Requirement
Find the line containing "of the aircraft". Retype it and every line after it through the end of the entries, exactly as written, with nothing added.

Recorded data
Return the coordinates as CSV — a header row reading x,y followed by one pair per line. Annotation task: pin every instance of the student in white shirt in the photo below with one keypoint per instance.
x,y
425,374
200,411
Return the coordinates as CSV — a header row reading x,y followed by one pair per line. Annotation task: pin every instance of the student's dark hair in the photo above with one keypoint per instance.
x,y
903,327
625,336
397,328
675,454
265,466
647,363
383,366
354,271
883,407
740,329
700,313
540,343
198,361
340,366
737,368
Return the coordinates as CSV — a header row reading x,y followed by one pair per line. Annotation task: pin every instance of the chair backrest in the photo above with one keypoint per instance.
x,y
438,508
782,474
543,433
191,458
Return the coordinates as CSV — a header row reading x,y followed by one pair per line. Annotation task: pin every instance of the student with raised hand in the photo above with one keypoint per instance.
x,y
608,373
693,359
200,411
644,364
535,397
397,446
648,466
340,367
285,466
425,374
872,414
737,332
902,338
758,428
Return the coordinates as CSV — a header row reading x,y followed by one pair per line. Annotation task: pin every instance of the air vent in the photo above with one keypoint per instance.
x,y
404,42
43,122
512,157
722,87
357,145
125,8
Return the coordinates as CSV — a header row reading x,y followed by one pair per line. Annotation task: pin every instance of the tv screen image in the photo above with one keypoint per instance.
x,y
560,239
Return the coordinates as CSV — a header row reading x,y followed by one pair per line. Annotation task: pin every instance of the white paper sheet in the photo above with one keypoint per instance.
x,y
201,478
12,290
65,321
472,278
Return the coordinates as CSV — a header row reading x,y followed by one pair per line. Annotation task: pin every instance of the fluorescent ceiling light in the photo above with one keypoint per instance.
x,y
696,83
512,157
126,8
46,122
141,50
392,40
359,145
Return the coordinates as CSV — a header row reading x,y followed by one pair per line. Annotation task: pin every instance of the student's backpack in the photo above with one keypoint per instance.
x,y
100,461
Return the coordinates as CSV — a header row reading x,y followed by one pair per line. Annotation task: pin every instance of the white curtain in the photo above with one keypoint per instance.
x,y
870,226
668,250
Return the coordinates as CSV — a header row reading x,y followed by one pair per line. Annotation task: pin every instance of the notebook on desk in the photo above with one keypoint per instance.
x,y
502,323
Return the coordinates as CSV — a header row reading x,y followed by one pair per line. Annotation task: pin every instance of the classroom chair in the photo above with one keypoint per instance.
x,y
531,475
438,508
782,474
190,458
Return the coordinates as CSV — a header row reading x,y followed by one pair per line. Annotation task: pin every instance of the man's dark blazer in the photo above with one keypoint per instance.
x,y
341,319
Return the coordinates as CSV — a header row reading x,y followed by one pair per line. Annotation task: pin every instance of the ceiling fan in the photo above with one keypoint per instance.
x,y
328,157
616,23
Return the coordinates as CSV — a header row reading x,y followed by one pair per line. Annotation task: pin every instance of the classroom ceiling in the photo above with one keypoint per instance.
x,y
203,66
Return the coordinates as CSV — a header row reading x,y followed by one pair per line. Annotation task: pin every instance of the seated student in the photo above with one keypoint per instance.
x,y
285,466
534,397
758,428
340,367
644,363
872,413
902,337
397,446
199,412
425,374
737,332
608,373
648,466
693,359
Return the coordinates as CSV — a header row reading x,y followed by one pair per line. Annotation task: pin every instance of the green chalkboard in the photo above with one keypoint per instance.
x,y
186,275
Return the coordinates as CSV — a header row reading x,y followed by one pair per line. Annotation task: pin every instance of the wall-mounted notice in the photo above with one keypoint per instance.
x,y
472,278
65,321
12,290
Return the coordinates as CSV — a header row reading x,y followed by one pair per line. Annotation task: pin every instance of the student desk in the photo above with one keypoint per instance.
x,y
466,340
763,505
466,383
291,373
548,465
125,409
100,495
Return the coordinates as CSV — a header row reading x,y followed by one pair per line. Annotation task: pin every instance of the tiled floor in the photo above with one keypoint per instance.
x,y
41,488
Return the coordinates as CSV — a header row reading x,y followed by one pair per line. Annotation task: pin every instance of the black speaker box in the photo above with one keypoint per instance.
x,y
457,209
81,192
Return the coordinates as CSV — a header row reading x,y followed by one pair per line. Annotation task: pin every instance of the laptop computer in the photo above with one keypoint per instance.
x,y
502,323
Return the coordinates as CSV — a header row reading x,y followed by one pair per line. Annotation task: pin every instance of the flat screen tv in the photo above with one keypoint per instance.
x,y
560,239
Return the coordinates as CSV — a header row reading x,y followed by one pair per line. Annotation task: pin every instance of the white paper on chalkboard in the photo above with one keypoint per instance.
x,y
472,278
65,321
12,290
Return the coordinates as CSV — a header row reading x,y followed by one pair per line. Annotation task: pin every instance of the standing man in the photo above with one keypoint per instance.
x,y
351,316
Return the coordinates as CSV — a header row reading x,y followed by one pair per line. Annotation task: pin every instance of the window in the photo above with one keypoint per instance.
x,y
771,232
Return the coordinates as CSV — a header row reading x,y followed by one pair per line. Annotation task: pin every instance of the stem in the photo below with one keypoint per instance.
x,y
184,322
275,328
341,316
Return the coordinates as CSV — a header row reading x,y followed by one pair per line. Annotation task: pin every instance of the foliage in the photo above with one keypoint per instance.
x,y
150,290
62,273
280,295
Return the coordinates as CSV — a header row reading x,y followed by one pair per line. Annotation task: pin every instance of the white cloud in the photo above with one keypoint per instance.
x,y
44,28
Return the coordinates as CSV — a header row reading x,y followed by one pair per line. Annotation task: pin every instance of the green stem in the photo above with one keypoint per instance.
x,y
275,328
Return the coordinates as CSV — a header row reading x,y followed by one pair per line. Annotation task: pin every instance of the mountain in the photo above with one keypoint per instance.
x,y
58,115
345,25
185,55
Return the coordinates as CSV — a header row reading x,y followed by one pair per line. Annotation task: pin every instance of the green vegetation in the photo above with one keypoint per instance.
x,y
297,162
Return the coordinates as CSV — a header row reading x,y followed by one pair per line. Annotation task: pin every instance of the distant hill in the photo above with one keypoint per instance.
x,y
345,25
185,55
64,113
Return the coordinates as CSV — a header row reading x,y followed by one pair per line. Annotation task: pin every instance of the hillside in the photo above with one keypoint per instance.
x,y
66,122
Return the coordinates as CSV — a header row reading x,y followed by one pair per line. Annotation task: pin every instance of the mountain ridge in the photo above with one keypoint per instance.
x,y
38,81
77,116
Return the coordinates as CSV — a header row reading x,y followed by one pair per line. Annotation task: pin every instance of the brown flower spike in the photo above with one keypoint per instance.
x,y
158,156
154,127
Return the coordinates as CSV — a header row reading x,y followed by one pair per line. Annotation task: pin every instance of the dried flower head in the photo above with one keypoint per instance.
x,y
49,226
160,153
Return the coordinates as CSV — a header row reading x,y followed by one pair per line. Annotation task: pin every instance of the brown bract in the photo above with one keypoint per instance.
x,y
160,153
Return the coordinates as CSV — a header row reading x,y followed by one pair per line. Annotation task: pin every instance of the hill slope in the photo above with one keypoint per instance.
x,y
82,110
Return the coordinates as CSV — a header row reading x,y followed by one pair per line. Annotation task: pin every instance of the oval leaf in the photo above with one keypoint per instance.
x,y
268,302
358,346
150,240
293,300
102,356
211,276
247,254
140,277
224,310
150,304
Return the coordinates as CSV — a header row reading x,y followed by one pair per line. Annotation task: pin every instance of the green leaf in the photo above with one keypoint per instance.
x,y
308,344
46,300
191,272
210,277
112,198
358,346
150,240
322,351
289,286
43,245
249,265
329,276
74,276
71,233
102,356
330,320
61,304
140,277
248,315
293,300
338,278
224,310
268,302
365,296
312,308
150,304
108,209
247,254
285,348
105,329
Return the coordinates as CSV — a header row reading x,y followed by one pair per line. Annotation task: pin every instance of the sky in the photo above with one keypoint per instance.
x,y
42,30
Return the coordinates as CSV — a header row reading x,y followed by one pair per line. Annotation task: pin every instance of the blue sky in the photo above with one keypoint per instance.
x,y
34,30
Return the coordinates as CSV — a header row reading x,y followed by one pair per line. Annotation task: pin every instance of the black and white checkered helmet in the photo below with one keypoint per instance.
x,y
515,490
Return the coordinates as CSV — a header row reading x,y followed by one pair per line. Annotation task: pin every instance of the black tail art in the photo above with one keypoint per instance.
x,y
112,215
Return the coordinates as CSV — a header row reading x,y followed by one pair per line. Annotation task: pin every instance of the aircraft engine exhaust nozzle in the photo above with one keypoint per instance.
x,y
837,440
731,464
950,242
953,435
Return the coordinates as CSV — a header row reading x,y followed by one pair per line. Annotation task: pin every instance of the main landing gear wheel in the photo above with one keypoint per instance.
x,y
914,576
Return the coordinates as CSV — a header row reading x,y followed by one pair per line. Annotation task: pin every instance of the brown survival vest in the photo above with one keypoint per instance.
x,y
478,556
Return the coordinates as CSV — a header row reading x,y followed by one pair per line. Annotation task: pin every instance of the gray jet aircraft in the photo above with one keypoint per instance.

Response to the exercise
Return the coordinates as CSV — a header row reading x,y followed by one pair per line. Annotation task: pin every instance of the aircraft engine exhaust nozzle in the photo above with one keypoint per instance.
x,y
837,440
731,464
950,242
953,435
Return the coordinates as CSV — a header row reading x,y followed by one pair per line. Annotation task: pin every instance of the main landing gear wheel in the photo above with one keypoint per instance.
x,y
914,576
Return the coordinates as CSV — a header row reading x,y followed by one pair per line. Annotation task: pin every instance of the brown survival vest in the photo above with one keypoint per instance.
x,y
478,556
Return the coordinates as CSV — a header row reading x,y followed by one pair per line. Annotation task: pin every instance of the gray jet aircraft in the photo above with one keypoint per instance.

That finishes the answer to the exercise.